- _Instrução A_:
Indique se cada afirmação abaixo está de acordo com o trecho sobre violência contra defensores de direitos humanos, respondendo sim ou não e citando literalmente as palavras do trecho que decidem a questão.
(i) Agentes públicos estiveram envolvidos em 26 casos de assassinatos.
(ii) 58% dos casos foram contra pessoas identificadas como pretas ou pardas.
(iii) A casa de Alessandra Korap foi invadida e furtada em Itaituba.
*****
Os agentes públicos, em particular membros das polícias, estiveram envolvidos em 26 casos de assassinatos e em 46 casos de ameaças. Em alguns casos, a polícia também é citada como corresponsável ao lado de fazendeiros e jagunços.

Dados da violência contra defensores de direitos humanos no Brasil entre 2019 e 2022: 

3 defensores de direitos humanos assassinados por mês

1/3 dos casos de assassinatos de defensores foi registrado entre o segundo semestre de 2021 e o primeiro semestre de 2022

292 casos de violações contra mulheres

34% contra pessoas identificadas como pretas ou pardas

58% contra indígenas

78,5% dos crimes são ligados a conflitos territoriais e ambientais

Relembre casos marcantes no Pará:

Ameaças à liderança indígena Alessandra Korap Munduruku, na Aldeia Praia do Indío, em Itaituba

Atual presidente da Associação Indígena Pariri, Alessandra Korap atua na defesa dos territórios do povo Munduruku. Em 2020, recebeu o prêmio Robert F. Kennedy de Direitos Humanos. Também recebeu o Prêmio Goldman de 2023, considerado o “Nobel” do ativismo ambiental.

A atuação de Alessandra já rendeu a ela uma série de ameaças. Em novembro de 2021, quando voltava da 26ª Conferência das Nações Unidas sobre Mudanças Climáticas (COP26), ela teve a casa invadida e furtada, em Santarém, no sudoeste do Pará.

Os criminosos levaram documentos e valores que seriam usados na assembleia do Povo Munduruku.

O ataque ocorreu meses depois de garimpeiros terem impedido a passagem de um ônibus com indígenas da Terra Munduruku que seguiria para Brasília, em junho de 2021. Atualmente, Alessandra está incluída no Programa de Proteção a Defensoras e Defensores de Direitos Humanos do Pará.
*****
- _Instrução B_: Na listagem, reproduza tudo desde a linha que contém "of the sunset" até a linha que contém "12L396 1L2 1L0", ambas incluídas. Substitua "sunset sky" por "twilight sky" e mantenha todo o resto inalterado.
*****
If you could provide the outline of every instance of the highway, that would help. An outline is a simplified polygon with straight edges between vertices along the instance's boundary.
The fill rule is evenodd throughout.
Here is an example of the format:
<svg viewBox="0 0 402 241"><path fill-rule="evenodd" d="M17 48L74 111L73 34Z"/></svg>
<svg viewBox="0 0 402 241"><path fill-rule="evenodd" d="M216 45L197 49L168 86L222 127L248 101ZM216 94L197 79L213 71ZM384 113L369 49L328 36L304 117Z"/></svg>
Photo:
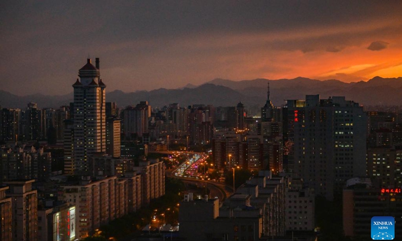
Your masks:
<svg viewBox="0 0 402 241"><path fill-rule="evenodd" d="M197 173L196 169L203 168L201 167L202 163L205 161L208 155L189 153L190 155L188 158L177 168L170 171L166 170L167 177L179 178L185 183L194 184L202 188L205 188L206 184L207 188L210 191L209 198L214 198L218 197L221 201L223 201L233 193L233 188L224 183L198 179L199 174Z"/></svg>

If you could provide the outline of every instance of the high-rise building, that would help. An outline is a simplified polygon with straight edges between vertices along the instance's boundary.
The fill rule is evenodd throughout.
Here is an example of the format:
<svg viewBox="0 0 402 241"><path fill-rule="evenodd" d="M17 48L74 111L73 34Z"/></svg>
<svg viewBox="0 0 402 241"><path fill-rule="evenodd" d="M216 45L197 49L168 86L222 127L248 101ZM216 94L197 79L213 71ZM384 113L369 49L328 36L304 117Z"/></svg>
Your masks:
<svg viewBox="0 0 402 241"><path fill-rule="evenodd" d="M268 91L267 91L267 101L264 107L261 108L261 118L263 122L272 121L273 117L273 105L271 102L269 97L269 82L268 82Z"/></svg>
<svg viewBox="0 0 402 241"><path fill-rule="evenodd" d="M0 240L13 240L11 198L6 196L9 187L0 188Z"/></svg>
<svg viewBox="0 0 402 241"><path fill-rule="evenodd" d="M148 101L141 101L135 107L128 106L123 111L123 133L126 139L143 137L148 133L151 106Z"/></svg>
<svg viewBox="0 0 402 241"><path fill-rule="evenodd" d="M63 106L56 110L54 115L54 128L56 131L56 139L62 140L64 138L64 121L70 118L69 106Z"/></svg>
<svg viewBox="0 0 402 241"><path fill-rule="evenodd" d="M19 134L21 110L4 108L0 110L0 140L16 141Z"/></svg>
<svg viewBox="0 0 402 241"><path fill-rule="evenodd" d="M12 198L13 213L13 239L16 241L38 240L38 195L32 190L29 181L13 181L6 182L10 186L8 194ZM6 239L7 240L7 239Z"/></svg>
<svg viewBox="0 0 402 241"><path fill-rule="evenodd" d="M120 119L110 117L106 120L106 153L120 157L121 151Z"/></svg>
<svg viewBox="0 0 402 241"><path fill-rule="evenodd" d="M92 182L83 180L79 185L65 185L59 188L58 199L75 206L75 236L86 237L95 228L116 218L116 199L125 199L116 195L118 179L109 177Z"/></svg>
<svg viewBox="0 0 402 241"><path fill-rule="evenodd" d="M94 152L106 151L106 115L105 88L99 78L99 59L96 67L88 59L78 71L80 79L74 87L74 172L87 171L87 158Z"/></svg>
<svg viewBox="0 0 402 241"><path fill-rule="evenodd" d="M159 160L140 161L134 170L141 175L141 202L144 206L150 201L165 195L165 169L163 162Z"/></svg>
<svg viewBox="0 0 402 241"><path fill-rule="evenodd" d="M368 223L376 216L395 217L395 235L388 240L396 240L395 236L399 238L402 236L400 186L381 188L371 186L369 178L353 178L348 180L346 186L342 194L343 232L346 236L360 237L362 240L370 236L371 225ZM379 230L378 232L383 231Z"/></svg>
<svg viewBox="0 0 402 241"><path fill-rule="evenodd" d="M367 117L345 97L287 100L289 170L329 200L346 180L366 175Z"/></svg>
<svg viewBox="0 0 402 241"><path fill-rule="evenodd" d="M63 148L64 153L64 173L72 174L75 169L74 161L74 120L65 119L63 122L64 138Z"/></svg>
<svg viewBox="0 0 402 241"><path fill-rule="evenodd" d="M243 103L239 102L236 105L236 109L237 109L237 129L243 130L244 128L244 118L246 117L246 112Z"/></svg>

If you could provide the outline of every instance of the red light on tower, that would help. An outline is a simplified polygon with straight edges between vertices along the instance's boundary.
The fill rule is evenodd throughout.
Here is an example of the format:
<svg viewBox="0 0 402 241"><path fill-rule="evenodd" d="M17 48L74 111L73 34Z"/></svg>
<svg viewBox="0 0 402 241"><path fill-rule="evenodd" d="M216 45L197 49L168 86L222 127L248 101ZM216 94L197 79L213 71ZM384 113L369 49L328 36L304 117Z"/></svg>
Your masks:
<svg viewBox="0 0 402 241"><path fill-rule="evenodd" d="M294 116L294 122L298 122L298 117L297 117L298 116L298 110L297 110L297 109L293 110L293 116Z"/></svg>

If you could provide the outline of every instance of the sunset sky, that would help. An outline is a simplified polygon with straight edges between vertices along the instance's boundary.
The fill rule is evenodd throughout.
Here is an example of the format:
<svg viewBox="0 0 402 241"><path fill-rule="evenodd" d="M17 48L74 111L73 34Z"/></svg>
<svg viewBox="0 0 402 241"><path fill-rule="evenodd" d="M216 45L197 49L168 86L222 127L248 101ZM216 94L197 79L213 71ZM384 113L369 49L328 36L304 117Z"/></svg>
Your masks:
<svg viewBox="0 0 402 241"><path fill-rule="evenodd" d="M401 12L396 1L2 1L0 89L71 92L88 54L108 91L398 77Z"/></svg>

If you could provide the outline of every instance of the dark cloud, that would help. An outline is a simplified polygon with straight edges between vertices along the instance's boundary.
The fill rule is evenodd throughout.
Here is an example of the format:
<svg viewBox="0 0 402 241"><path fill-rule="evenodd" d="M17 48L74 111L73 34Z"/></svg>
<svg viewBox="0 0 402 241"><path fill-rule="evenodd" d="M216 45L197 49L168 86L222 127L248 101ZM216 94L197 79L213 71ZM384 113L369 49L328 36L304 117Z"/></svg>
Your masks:
<svg viewBox="0 0 402 241"><path fill-rule="evenodd" d="M292 66L259 63L390 42L402 31L401 9L402 1L0 1L0 88L71 92L88 53L101 58L108 90L290 74L282 70Z"/></svg>
<svg viewBox="0 0 402 241"><path fill-rule="evenodd" d="M337 53L342 51L342 49L343 49L343 48L339 47L329 47L327 48L326 50L327 52L330 52L331 53Z"/></svg>
<svg viewBox="0 0 402 241"><path fill-rule="evenodd" d="M389 43L384 41L375 41L371 43L367 47L367 49L373 51L378 51L386 49L388 44L389 44Z"/></svg>

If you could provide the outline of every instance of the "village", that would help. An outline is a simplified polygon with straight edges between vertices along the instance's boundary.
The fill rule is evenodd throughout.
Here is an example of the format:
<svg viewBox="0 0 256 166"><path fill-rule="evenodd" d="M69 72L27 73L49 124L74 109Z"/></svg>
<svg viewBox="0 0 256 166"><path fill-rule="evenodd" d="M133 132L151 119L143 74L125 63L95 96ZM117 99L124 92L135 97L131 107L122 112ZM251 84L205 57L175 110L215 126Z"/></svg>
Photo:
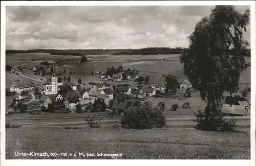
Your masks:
*****
- _Resposta A_:
(i) Sim: “Os agentes públicos, em particular membros das polícias, estiveram envolvidos em 26 casos de assassinatos”.
(ii) Não: “34% contra pessoas identificadas como pretas ou pardas”.
(iii) Não: “ela teve a casa invadida e furtada, em Santarém, no sudoeste do Pará”.

- _Resposta B_:
If you could provide the outline of every instance of the twilight sky, that would help. An outline is a simplified polygon with straight edges between vertices along the instance's boundary.
The fill rule is evenodd throughout.
Here is an example of the format:
<svg viewBox="0 0 402 241"><path fill-rule="evenodd" d="M17 48L74 111L73 34Z"/></svg>
<svg viewBox="0 0 402 241"><path fill-rule="evenodd" d="M216 45L197 49L168 86L222 127L248 101ZM216 94L197 79L213 71ZM384 113L369 49L328 36L304 117Z"/></svg>
Your masks:
<svg viewBox="0 0 402 241"><path fill-rule="evenodd" d="M401 12L396 1L2 1L0 89L71 92L88 54L108 91L398 77Z"/></svg>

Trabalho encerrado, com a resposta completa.